+++ SUPPLIED MATERIAL

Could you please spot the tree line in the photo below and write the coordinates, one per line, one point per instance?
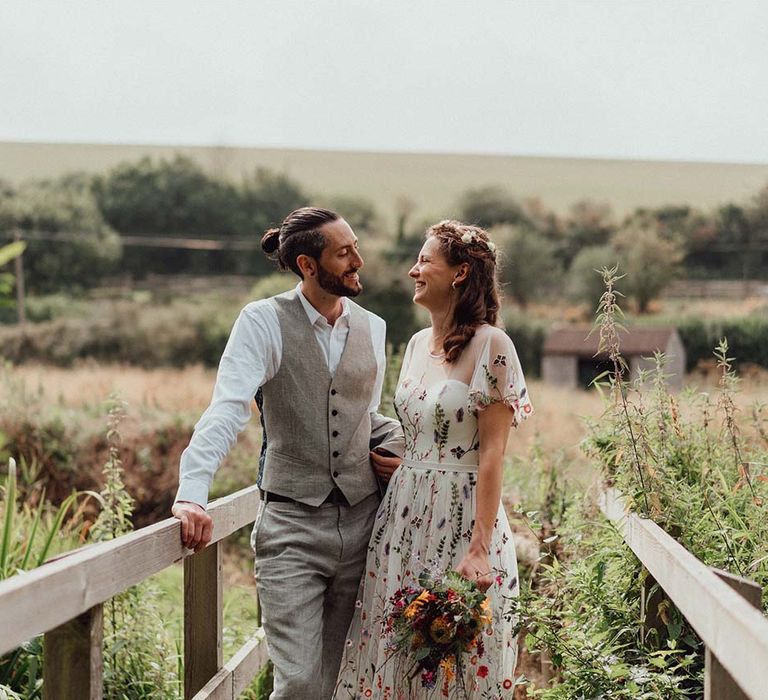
(75, 227)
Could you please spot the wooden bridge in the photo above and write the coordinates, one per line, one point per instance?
(723, 609)
(63, 600)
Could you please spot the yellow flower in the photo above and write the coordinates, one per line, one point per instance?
(412, 610)
(415, 607)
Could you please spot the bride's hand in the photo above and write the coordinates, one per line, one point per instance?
(476, 567)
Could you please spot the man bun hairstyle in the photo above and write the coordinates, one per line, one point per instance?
(299, 234)
(478, 295)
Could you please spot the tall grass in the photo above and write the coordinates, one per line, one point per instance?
(32, 531)
(696, 463)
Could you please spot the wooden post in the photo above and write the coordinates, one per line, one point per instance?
(718, 683)
(73, 666)
(203, 603)
(21, 303)
(654, 630)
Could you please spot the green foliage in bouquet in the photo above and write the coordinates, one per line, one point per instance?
(433, 626)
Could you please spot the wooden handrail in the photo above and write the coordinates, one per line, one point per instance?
(39, 600)
(734, 631)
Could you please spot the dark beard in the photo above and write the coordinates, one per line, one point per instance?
(334, 284)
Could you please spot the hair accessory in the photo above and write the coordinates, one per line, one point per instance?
(470, 237)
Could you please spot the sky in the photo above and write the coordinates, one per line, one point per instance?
(639, 79)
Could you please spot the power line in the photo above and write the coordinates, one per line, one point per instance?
(148, 241)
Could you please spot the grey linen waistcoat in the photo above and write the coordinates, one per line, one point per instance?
(318, 427)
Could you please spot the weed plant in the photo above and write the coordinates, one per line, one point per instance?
(141, 660)
(696, 465)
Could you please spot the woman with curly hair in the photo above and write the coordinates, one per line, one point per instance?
(461, 388)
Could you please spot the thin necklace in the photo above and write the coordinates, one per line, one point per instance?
(435, 355)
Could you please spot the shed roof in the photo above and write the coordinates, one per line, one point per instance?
(573, 340)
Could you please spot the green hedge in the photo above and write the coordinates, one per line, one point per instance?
(747, 339)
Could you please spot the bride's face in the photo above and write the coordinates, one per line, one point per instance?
(433, 276)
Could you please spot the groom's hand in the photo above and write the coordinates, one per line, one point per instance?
(384, 464)
(196, 524)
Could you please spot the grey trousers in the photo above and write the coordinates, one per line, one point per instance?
(308, 567)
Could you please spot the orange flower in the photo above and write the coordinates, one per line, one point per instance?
(447, 666)
(441, 630)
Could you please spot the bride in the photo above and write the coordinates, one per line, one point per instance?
(460, 389)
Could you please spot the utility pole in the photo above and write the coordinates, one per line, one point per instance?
(20, 296)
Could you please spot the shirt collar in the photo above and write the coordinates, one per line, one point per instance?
(314, 315)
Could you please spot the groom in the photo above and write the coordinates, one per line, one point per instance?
(319, 360)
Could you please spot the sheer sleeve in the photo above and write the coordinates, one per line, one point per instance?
(498, 378)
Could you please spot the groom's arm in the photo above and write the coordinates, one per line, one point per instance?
(387, 442)
(249, 359)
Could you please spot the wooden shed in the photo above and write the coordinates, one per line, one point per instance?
(569, 356)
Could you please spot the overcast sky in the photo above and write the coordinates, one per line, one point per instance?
(668, 79)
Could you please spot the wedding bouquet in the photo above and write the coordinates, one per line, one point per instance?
(434, 625)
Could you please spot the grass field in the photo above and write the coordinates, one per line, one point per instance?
(432, 181)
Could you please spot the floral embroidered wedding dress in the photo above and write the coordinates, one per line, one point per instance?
(425, 519)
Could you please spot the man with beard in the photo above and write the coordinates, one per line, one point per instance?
(318, 361)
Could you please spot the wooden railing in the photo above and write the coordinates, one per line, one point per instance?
(63, 599)
(724, 610)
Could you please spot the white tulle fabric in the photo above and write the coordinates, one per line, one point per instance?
(426, 518)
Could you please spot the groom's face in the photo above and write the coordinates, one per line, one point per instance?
(340, 261)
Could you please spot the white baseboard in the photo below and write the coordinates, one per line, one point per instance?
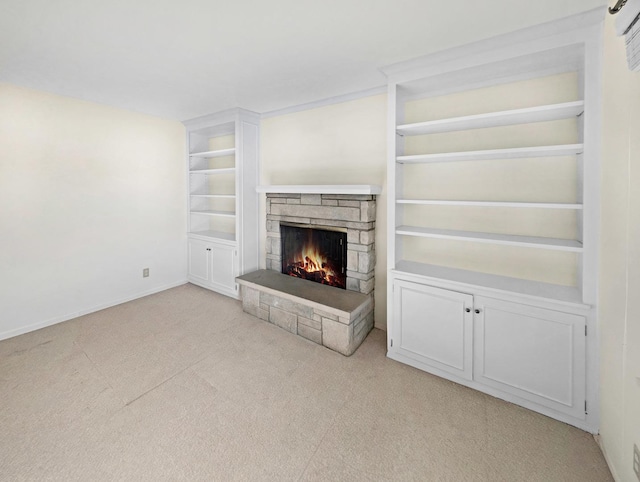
(102, 306)
(612, 469)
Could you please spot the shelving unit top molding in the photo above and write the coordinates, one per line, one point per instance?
(366, 189)
(221, 123)
(212, 154)
(550, 48)
(495, 119)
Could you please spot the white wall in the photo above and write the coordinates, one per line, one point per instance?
(89, 196)
(343, 143)
(619, 313)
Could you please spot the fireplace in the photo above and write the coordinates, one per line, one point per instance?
(314, 254)
(323, 233)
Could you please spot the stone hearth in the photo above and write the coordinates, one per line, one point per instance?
(332, 317)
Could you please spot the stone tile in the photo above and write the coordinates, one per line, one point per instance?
(360, 276)
(361, 226)
(294, 219)
(329, 222)
(310, 334)
(352, 260)
(325, 314)
(317, 212)
(353, 284)
(361, 247)
(250, 299)
(281, 195)
(349, 204)
(286, 305)
(315, 324)
(366, 262)
(353, 235)
(367, 286)
(273, 227)
(313, 199)
(349, 197)
(367, 237)
(276, 246)
(368, 211)
(337, 336)
(283, 319)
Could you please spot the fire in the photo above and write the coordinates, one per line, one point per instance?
(310, 264)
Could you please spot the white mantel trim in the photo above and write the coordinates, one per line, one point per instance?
(322, 189)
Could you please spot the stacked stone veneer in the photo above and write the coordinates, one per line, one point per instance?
(354, 213)
(339, 330)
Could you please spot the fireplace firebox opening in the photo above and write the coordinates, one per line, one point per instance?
(314, 254)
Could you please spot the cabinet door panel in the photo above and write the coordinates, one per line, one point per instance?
(534, 353)
(223, 266)
(198, 261)
(431, 326)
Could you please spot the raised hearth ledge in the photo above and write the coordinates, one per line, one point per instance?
(367, 189)
(337, 319)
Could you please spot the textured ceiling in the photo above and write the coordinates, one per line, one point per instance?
(193, 57)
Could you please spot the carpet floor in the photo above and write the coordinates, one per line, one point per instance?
(182, 385)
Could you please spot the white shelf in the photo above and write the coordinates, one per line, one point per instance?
(216, 196)
(567, 294)
(216, 153)
(213, 171)
(367, 189)
(495, 119)
(214, 235)
(491, 238)
(493, 154)
(498, 204)
(228, 214)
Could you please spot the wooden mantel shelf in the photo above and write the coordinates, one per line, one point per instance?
(322, 189)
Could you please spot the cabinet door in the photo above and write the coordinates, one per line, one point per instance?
(533, 353)
(198, 262)
(223, 266)
(432, 327)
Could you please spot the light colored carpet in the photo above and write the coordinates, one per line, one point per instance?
(183, 385)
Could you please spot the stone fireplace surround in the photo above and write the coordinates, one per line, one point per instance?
(306, 309)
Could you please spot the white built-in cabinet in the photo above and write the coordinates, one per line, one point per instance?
(223, 205)
(493, 211)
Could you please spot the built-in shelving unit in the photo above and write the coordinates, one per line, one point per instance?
(222, 202)
(493, 185)
(496, 119)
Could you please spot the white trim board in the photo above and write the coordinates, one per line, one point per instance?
(69, 316)
(328, 101)
(356, 189)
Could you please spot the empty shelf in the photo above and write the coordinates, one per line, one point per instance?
(492, 238)
(495, 119)
(228, 214)
(216, 153)
(492, 154)
(498, 204)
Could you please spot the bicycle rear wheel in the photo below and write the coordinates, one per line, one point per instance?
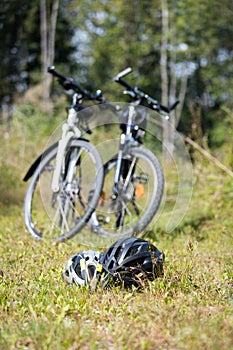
(63, 214)
(139, 195)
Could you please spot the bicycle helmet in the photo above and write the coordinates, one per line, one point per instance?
(82, 268)
(132, 261)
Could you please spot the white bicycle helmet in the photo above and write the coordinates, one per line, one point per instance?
(83, 268)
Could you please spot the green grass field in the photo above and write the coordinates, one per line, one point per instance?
(189, 308)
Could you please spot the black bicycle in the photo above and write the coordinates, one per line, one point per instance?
(133, 178)
(67, 178)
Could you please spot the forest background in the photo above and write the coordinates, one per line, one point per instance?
(177, 49)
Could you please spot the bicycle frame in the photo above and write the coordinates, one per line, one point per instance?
(70, 130)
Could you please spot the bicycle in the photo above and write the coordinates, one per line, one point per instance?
(133, 178)
(67, 178)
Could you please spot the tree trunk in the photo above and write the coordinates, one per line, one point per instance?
(48, 32)
(164, 78)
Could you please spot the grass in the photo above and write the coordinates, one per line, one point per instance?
(189, 308)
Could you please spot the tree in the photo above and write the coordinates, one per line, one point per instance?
(48, 30)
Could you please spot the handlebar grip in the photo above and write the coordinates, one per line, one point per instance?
(122, 74)
(52, 71)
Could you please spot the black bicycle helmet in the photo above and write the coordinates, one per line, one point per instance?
(132, 261)
(83, 268)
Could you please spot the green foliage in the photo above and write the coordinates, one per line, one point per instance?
(189, 308)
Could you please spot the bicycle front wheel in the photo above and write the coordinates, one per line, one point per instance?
(61, 215)
(139, 194)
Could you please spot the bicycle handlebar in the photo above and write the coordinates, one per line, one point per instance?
(136, 93)
(69, 84)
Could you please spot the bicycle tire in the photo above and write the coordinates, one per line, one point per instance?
(105, 224)
(62, 215)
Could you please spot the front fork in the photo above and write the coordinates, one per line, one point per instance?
(67, 135)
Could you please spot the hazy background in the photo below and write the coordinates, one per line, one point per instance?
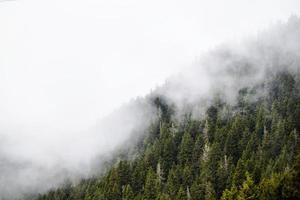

++++++

WHAT IS BEING ASKED: How many lines in the material above contain the string "helmet"? Matches must respect case, and the reply should be the number alone.

SOLUTION TO THIS TASK: 3